* What you are asked to do *
Reproduce each of the rows below verbatim, without altering any character.

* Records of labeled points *
+---+
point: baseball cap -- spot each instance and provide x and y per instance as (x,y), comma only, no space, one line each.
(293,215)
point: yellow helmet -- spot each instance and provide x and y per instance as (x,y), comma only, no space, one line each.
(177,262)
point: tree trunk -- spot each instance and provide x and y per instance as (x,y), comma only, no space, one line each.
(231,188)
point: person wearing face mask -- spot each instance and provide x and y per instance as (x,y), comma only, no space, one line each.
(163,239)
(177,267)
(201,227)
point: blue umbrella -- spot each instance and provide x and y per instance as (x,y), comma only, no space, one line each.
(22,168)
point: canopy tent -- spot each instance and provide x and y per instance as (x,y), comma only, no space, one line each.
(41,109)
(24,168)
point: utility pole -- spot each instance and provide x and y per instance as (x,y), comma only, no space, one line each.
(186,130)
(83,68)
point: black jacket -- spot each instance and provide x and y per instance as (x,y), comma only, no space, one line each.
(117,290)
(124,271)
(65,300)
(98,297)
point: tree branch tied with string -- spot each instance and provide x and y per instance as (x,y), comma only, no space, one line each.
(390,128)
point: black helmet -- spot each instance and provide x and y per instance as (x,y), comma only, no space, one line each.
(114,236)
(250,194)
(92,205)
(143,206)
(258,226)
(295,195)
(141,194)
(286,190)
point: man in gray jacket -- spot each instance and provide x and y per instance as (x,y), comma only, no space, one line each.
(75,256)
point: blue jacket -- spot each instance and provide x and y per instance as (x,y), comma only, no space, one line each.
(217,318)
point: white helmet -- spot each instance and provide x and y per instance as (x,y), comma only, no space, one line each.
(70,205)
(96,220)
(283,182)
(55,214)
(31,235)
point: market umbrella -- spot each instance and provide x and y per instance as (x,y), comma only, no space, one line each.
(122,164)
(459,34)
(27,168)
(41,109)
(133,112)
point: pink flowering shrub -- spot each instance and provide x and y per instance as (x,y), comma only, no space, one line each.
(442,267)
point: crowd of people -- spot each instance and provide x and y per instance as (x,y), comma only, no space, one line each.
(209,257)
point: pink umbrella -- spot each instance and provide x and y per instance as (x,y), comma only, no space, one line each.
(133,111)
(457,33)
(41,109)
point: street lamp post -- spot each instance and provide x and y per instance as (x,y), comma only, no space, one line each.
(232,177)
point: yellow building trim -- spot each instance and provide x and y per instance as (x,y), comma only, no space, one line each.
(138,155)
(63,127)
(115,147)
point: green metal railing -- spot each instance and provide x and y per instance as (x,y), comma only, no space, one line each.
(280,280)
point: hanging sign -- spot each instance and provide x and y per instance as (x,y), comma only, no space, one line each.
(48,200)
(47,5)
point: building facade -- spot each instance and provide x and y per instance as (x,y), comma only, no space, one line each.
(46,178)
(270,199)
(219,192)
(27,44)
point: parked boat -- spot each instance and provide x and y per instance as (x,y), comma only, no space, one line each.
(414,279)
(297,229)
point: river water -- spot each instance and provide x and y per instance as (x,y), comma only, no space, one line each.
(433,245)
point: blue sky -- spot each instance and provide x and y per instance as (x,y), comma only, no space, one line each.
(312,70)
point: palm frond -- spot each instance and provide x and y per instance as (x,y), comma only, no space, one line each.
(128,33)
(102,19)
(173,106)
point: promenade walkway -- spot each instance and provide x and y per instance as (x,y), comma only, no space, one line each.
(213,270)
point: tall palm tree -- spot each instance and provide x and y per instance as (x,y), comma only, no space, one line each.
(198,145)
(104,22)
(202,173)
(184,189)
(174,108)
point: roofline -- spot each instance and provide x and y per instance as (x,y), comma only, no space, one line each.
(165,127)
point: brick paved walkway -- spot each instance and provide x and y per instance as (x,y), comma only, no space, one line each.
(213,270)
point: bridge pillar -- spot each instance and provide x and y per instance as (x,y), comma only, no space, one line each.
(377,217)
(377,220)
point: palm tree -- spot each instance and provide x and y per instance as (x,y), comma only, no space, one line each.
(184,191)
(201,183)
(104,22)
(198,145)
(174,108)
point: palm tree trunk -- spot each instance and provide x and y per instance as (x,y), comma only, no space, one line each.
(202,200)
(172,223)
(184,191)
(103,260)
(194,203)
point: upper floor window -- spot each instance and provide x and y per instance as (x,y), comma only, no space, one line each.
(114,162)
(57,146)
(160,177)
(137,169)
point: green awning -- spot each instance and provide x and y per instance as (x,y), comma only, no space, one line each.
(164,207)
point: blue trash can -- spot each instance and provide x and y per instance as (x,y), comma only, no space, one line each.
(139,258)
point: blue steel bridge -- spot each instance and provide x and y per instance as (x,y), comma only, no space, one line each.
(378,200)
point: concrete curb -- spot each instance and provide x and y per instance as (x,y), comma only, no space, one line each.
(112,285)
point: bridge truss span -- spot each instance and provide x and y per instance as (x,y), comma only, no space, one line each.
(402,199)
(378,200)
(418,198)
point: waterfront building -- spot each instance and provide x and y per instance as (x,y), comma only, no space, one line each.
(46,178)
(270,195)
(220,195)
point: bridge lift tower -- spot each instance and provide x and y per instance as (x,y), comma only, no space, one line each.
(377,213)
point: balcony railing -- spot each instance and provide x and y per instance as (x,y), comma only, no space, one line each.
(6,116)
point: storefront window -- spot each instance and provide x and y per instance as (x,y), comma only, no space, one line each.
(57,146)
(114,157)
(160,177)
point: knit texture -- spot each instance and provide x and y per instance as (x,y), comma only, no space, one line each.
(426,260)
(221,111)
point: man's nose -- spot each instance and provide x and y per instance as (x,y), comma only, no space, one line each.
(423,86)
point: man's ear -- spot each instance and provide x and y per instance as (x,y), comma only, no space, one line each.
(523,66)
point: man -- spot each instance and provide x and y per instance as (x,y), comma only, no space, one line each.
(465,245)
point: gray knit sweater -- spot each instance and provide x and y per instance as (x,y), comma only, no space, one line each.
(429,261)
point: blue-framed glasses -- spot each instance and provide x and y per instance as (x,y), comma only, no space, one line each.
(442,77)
+---+
* Answer in full *
point: baseball cap -- spot each instance and provide x and y per instance as (x,y), comma only, no space, one line each.
(293,215)
point: yellow helmet -- spot each instance and provide x and y per instance as (x,y), comma only, no space, one line each.
(177,262)
point: tree trunk -- spot each instance and provide x and y per instance as (x,y), comma only, no space, one line each.
(231,188)
point: person wearing face mask -- spot each instance and provide x and y per instance as (x,y), comma only, no space, one line each.
(163,239)
(177,267)
(201,227)
point: blue umbrella -- spot each instance and provide x and y per instance as (x,y), comma only, no space, one line each.
(22,168)
point: canopy tent -- spot each instance and provide x and y per instance as (x,y), comma only, no space, one line each.
(41,109)
(24,168)
point: utility pole -- spot each instance and provide x and y per instance as (x,y), comma only, no space, one line each.
(186,130)
(83,68)
point: black jacket -- spot each instance and provide x and y per instance as (x,y), comma only, no space, one line each.
(117,290)
(124,271)
(65,300)
(98,297)
point: tree branch tied with string -- spot each instance and provide x and y per instance as (x,y), comma only, no space, one line each.
(390,128)
point: black helmet -- spot each instance and provide x and y per instance as (x,y), comma only, no space, one line each.
(114,236)
(250,194)
(92,205)
(143,206)
(258,226)
(295,195)
(141,194)
(286,190)
point: man in gray jacket -- spot each instance and provide x and y per instance as (x,y), comma only, no space, one line each.
(75,256)
point: blue jacket -- spot each instance and provide x and y per instance as (x,y), comma only, no space, one line each.
(217,318)
point: white helmet -- spot each instance and provide x and y per instance as (x,y), comma only, no space, one line each.
(70,205)
(96,220)
(283,182)
(55,214)
(31,235)
point: market umbrella -- spot each instance and provide x and y per instance as (x,y), comma only, no space, one line each.
(122,164)
(459,34)
(27,168)
(41,109)
(133,112)
point: pink flowering shrub -- spot each instance and provide x and y per instance as (x,y), comma only, no space, one line each.
(442,267)
point: crowd of people -- spot each instance and provide x and y per instance as (x,y), comma only, no space, one line each.
(209,257)
point: pink umbrella -- spot each instance and provide x and y per instance as (x,y), comma only, no space, one line each.
(133,111)
(457,33)
(41,109)
point: street lamp post -- spot each instance and provide x and y per instance as (x,y), comma only, no space, one line each.
(232,177)
point: yellow building trim -- spot each instance and provide x and y per instance as (x,y), comma only, no space, one line each.
(138,155)
(63,127)
(115,147)
point: green metal railing -- spot each instance and provide x and y per instance as (x,y), comma only, no space, one line each.
(280,280)
point: hanging sign -- spot each instance and provide x and y per instance as (x,y), comma only, no space, one line each.
(48,200)
(47,5)
point: building facade -- spot each instance and provide x and y per instance as (x,y), comma only, no space, one line each.
(46,178)
(270,199)
(219,192)
(27,44)
point: parked boat -- spot each instance and provide x and y per instance as (x,y), comma only, no space, one line each.
(414,279)
(297,229)
point: river water -- spot each instance and provide x and y per instance as (x,y), comma only, no space, one line each.
(433,245)
point: blue sky -- spot each instance and provide x and y per instance as (x,y), comma only, no space, one line each.
(312,70)
point: palm frond -- spot each instance and provide x and y per instance as (x,y), comma only, no space, one line each.
(128,33)
(102,19)
(173,106)
point: promenade walkway -- spot each instance and provide x and y per instance as (x,y), comma only, no space, one line each.
(213,270)
point: tall palm tree -- spot each instance and provide x and y per instance as (x,y), comma only, no space, one line each.
(198,145)
(104,22)
(202,173)
(184,189)
(174,108)
point: roofline -- spot each instance and provide x and y per instance as (x,y), comma only, no space, one line each.
(165,127)
point: brick paved walkway -- spot each instance and provide x and y per instance as (x,y), comma only, no space, one line each.
(213,270)
point: bridge pillar -- spot each instance and provide x and y per instance as (x,y), comma only, no space, one line each.
(377,217)
(377,220)
point: palm tree -- spot each instance and provide x and y per instance as (x,y), comma only, no space, one line each.
(184,191)
(201,183)
(104,22)
(198,145)
(174,108)
point: palm tree trunk -- spot each instance and provide x and y per instance as (x,y), comma only, no space, one line each.
(202,200)
(172,223)
(184,191)
(103,260)
(194,203)
point: upper floor window -- spot each instance and provide x and y per instance as (x,y), comma only, no space, one line each.
(114,162)
(57,146)
(160,177)
(137,169)
point: green awning -- spot each instance and provide x and y per instance as (x,y), comma only, no space, one line each.
(164,207)
point: blue trash can -- spot each instance and provide x and y per instance as (x,y), comma only, no space, one line each.
(139,258)
point: blue steel bridge -- spot each instance and provide x and y per instance as (x,y), comma only, no space, one line each.
(378,200)
point: concrete curb -- spot each instance and provide x and y per instance as (x,y), comma only, no space, one line each.
(112,285)
point: bridge truss span -- spot each instance and provide x and y per instance as (x,y), comma only, no space, one line each.
(402,199)
(378,200)
(418,198)
point: waterfront building -- spot each instance and provide x and y per instance as (x,y), comma only, no space, one line each.
(46,178)
(270,195)
(220,195)
point: bridge lift tower -- spot each instance and provide x and y per instance as (x,y), comma only, no space, one line each.
(377,213)
point: balcony railing -- spot each instance and provide x and y per instance as (x,y), comma only, no space, one line each.
(6,116)
point: storefront window -- spot each instance and provide x and y per instance as (x,y), comma only, no space, one line each.
(57,146)
(114,157)
(160,177)
point: knit texture -- spot each instance and provide x and y per instance as (x,y), comma only, no space, one line each.
(426,260)
(221,111)
point: man's nose -- spot each instance and provide x and y per instance as (x,y), comma only, no space, one line each.
(423,86)
point: man's ear -- spot each instance and provide x and y per instance as (x,y), comma only, no space, one line each.
(523,66)
point: man -- spot each instance and provide x and y per instance as (x,y), comma only, no space, one line each.
(465,245)
point: gray knit sweater -- spot each instance and provide x and y per instance as (x,y), comma only, no space, one line each.
(429,261)
point: blue-framed glasses -- spot each instance and provide x and y per instance as (x,y), comma only, no space, one line each.
(442,77)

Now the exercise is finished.